Object location annotation entries:
**********

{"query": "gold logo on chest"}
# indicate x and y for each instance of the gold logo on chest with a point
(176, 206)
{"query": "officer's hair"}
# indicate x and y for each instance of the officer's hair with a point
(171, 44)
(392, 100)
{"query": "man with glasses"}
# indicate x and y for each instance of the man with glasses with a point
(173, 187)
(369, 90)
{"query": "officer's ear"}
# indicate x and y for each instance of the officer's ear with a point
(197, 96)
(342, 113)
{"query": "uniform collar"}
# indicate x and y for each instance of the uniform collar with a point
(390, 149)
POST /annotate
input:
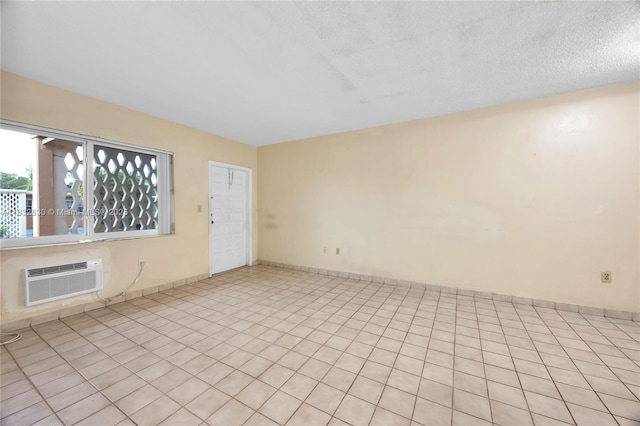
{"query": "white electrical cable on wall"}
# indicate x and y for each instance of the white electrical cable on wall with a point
(135, 280)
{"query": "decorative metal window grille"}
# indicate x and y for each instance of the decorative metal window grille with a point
(125, 190)
(71, 193)
(12, 223)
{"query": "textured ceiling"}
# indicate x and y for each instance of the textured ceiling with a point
(262, 73)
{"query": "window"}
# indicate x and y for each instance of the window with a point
(47, 178)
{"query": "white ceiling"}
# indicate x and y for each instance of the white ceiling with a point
(262, 73)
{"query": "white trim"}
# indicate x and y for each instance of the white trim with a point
(164, 185)
(249, 208)
(77, 137)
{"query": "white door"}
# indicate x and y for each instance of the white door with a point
(229, 218)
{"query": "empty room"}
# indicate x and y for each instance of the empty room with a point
(320, 213)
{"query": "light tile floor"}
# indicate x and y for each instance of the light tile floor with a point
(264, 346)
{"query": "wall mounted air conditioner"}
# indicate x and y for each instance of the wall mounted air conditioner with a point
(48, 283)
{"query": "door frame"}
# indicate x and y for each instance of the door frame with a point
(249, 204)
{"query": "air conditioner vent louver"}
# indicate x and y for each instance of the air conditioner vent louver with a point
(38, 272)
(49, 283)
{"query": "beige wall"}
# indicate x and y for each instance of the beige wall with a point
(530, 199)
(168, 258)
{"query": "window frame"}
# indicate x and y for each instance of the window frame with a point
(164, 188)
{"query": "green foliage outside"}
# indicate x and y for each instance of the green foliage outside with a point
(17, 182)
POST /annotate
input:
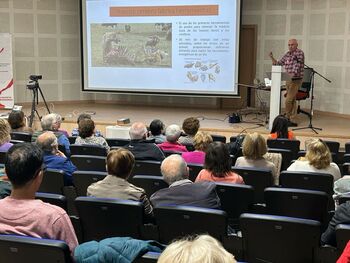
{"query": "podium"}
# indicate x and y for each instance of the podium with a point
(278, 74)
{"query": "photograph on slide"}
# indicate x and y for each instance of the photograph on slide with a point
(139, 45)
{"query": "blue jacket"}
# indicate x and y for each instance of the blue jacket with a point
(57, 162)
(114, 250)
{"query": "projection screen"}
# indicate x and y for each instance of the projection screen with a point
(169, 47)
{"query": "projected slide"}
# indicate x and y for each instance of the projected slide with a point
(161, 46)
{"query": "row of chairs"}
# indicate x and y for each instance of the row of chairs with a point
(268, 238)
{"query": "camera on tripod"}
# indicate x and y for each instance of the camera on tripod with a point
(33, 83)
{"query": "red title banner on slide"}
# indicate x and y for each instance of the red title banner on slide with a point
(182, 10)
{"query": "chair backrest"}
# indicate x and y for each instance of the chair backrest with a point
(117, 142)
(87, 149)
(307, 180)
(236, 199)
(21, 136)
(258, 178)
(179, 221)
(293, 145)
(2, 157)
(310, 181)
(268, 238)
(287, 156)
(149, 183)
(344, 198)
(147, 167)
(83, 179)
(193, 170)
(54, 199)
(89, 162)
(18, 249)
(103, 217)
(218, 138)
(53, 181)
(72, 139)
(342, 233)
(301, 203)
(168, 152)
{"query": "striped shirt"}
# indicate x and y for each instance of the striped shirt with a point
(293, 62)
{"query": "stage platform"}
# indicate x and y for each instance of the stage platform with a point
(334, 126)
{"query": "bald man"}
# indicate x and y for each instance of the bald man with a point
(53, 158)
(141, 149)
(181, 190)
(293, 62)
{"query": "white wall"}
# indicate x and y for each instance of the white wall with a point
(322, 28)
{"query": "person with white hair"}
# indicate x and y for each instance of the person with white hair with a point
(198, 249)
(140, 147)
(181, 190)
(172, 133)
(54, 158)
(50, 122)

**********

**TASK OBJECTIVE**
Which lines in the entries above contain the string "tile"? Pull out each of those lines, treating case as significant.

**PROBLEM SOLUTION**
{"query": "light tile floor"}
# indicate x and y for each instance of the light tile floor with a point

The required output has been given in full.